Testo:

Per capire meglio questo concetto, rispolveriamo tre aforismi piuttosto noti tra gli addetti ai lavori:

"Qualità è conformità ai requisiti" (Philip B. Crosby)
"Qualità è qualcosa di adatto all'uso che se ne deve fare" (Joseph Juran)
"La cosa giusta da fare è produrre merci di qualità che le persone acquistino e tornino ad acquistare. Se poi riusciremo a produrle in modo efficiente, individuando i possibili risparmi, allora e solo allora avremo un profitto sicuro " (William Cooper Procter)

La storia delle produzioni giapponesi ci insegna che qualità ed affidabilità sono sempre stati due attributi fondamentali nella mentalità delle aziende del Sol levante, a partire dal lontano 1946 quando, iniziò la grande storia del movimento della qualità giapponese.

Fu, però, grazie al lavoro di un famoso studioso americano, Edwards William Deming e ai suoi seminari sponsorizzati dalla Union of Japanese Scientists and Engineers che i concetti della metodologia iniziarono a diffondersi all'interno delle fabbriche.
I giapponesi furono talmente grati a Deming da istituire un premio per la qualità che porta ancora oggi il suo nome, il Deming Prize, che fu vinto per la prima volta nel 1952 da Koji Kobayashi, il presidente della NEC.

Due anni dopo, fu un altro famoso americano, il dottor Joseph M. Juran, ad avere il merito di spostare il concetto di qualità dalla produzione all'intera organizzazione.
Il grande contributo che Juran fornì alle fertili menti giapponesi fu quello di parlare per la prima volta di "sistemi pensanti" che hanno inizio con la progettazione del prodotto e terminano con un accurato feedback del processo. In buona sostanza, fu promosso il passaggio dal controllo statistico della qualità alla Qualità Totale.

Consegna:
Rispondi alle domande seguenti basandoti sul testo sulla qualità.
1. Secondo l'aforisma di Philip B. Crosby, che cos'è la qualità?
2. Chi vinse per primo il Deming Prize e in quale anno?
3. Da che cosa a che cosa Joseph M. Juran spostò il concetto di qualità?

Dati forniti:
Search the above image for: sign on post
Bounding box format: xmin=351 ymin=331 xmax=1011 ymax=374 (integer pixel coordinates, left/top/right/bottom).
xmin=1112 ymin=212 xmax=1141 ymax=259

Soluzione:
1. La qualità è conformità ai requisiti.
2. Koji Kobayashi, presidente della NEC, nel 1952.
3. Dalla produzione all'intera organizzazione.